• Task requirements
Copy the rows below, starting with the first and ending with the line that contains "[0, 38, 353, 347]". Keep every line unchanged.

• Data for this task
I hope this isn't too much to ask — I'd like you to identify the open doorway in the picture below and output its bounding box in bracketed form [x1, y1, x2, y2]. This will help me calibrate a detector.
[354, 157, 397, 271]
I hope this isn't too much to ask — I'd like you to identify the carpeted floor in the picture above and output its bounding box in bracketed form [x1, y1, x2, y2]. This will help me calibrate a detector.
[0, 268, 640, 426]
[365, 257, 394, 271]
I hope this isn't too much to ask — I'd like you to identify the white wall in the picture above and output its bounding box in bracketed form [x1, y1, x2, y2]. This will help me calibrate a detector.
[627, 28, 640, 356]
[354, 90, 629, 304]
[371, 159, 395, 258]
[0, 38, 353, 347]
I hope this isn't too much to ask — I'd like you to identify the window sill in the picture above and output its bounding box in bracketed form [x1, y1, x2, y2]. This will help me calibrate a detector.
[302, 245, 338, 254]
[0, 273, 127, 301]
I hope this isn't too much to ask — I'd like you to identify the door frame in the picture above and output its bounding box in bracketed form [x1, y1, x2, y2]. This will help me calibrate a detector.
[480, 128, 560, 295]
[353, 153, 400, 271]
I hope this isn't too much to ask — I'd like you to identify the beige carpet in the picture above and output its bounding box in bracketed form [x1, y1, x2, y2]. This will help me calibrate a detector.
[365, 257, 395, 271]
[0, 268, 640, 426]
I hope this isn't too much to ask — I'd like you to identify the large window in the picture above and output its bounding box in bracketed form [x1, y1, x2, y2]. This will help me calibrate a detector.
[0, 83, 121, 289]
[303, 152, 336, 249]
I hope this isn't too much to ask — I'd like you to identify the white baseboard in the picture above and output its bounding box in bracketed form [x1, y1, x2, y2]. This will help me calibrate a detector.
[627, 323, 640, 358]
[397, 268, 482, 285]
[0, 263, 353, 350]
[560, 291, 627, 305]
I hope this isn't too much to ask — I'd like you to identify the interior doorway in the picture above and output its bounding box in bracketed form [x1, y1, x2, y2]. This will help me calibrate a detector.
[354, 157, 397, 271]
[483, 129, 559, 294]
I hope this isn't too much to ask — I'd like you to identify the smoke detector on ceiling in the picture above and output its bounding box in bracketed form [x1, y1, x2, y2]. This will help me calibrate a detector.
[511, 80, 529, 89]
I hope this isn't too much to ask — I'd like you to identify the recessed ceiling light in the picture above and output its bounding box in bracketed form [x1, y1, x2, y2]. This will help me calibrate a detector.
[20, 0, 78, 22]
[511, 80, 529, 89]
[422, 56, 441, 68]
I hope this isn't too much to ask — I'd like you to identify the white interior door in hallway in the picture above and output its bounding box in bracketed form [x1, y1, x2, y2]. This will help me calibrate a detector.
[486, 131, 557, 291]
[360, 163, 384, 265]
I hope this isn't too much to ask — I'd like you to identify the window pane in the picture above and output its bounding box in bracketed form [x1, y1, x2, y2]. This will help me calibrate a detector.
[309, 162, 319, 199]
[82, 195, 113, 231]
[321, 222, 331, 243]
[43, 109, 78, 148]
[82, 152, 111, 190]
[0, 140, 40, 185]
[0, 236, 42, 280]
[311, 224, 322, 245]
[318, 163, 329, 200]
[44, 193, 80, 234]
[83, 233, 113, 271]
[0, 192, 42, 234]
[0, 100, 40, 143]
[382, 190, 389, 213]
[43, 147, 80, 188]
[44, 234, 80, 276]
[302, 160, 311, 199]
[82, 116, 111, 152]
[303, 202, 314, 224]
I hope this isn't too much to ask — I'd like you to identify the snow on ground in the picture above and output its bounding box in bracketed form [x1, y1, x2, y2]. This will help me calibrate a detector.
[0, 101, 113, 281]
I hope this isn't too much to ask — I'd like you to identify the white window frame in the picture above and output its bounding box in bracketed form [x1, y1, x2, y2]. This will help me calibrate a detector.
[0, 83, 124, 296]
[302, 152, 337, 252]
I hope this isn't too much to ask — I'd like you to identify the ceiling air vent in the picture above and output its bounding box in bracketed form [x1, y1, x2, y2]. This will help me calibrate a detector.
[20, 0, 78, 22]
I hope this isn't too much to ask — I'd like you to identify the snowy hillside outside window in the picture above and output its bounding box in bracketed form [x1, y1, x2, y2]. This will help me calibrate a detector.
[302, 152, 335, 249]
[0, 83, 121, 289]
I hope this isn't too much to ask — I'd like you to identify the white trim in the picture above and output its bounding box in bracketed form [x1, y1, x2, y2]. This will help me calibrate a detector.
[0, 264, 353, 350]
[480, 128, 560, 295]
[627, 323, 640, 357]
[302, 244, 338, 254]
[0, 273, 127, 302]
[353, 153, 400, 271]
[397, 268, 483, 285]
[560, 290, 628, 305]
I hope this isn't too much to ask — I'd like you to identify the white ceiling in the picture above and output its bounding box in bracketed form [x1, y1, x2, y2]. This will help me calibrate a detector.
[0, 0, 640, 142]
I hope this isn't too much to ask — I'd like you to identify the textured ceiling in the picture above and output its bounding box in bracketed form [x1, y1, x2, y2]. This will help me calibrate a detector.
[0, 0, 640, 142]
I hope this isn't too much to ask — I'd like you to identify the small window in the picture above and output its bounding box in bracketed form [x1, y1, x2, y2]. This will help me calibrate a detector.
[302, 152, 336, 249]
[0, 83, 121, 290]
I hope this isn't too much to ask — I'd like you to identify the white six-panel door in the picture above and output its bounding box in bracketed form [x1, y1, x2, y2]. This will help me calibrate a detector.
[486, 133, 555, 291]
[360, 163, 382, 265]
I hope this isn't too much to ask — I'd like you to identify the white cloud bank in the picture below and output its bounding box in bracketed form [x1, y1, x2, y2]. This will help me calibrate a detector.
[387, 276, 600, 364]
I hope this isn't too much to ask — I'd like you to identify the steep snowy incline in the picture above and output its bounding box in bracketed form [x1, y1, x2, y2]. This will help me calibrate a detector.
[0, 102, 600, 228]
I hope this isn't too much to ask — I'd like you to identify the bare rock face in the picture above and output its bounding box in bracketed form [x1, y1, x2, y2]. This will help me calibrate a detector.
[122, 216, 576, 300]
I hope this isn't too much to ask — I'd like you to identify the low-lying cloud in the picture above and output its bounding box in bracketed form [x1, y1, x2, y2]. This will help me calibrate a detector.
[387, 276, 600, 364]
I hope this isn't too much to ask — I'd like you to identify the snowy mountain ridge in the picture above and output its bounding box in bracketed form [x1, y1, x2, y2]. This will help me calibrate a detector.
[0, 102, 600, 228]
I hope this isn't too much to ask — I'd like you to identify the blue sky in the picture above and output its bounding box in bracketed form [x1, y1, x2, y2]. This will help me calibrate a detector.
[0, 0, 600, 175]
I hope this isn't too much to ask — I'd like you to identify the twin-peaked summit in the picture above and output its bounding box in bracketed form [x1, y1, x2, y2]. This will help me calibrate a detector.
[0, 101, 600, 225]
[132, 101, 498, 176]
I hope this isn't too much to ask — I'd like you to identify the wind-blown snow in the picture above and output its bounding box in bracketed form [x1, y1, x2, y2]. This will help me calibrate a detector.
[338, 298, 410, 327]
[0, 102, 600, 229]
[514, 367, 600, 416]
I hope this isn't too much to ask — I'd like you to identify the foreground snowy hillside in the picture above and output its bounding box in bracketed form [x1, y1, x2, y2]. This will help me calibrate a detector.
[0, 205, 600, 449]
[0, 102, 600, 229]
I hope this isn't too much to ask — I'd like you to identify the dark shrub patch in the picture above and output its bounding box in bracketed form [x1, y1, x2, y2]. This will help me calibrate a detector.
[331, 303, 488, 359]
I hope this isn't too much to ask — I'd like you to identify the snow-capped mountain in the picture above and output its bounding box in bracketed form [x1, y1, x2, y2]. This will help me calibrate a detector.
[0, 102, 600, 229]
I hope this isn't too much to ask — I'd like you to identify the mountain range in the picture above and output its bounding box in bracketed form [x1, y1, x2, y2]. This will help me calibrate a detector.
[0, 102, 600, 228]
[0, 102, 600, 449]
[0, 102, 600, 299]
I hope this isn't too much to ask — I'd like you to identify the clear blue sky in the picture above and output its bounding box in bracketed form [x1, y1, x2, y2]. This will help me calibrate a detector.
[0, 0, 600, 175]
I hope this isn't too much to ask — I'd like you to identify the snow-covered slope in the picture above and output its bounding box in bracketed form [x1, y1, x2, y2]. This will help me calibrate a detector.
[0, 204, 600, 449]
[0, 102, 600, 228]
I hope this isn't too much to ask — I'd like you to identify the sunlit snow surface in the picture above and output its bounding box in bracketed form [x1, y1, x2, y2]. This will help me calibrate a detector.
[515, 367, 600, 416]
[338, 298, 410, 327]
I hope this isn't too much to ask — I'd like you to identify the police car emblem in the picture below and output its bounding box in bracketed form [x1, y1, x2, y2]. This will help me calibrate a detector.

• Exercise output
I hope this isn't too much to ask — I'd like you to identify the open doorway in the picture below and output its bounding box in bracketed form [x1, y1, x2, y2]. This will help me calibrate a detector.
[354, 157, 397, 271]
I hope this isn't too much to ask — I'd like you to identify the carpeted floor in the picture above and output its bounding box in bracketed form [x1, y1, x2, y2]. This will help me calibrate a detector.
[0, 268, 640, 426]
[365, 257, 394, 271]
I hope this isn't too much to ask — I'd like you to identify the white wall in the picture above and output its bounding box in bracketed form [x1, y1, x2, y2]. This will help me calibrate a detector.
[627, 28, 640, 356]
[354, 90, 629, 304]
[371, 159, 395, 258]
[0, 38, 353, 347]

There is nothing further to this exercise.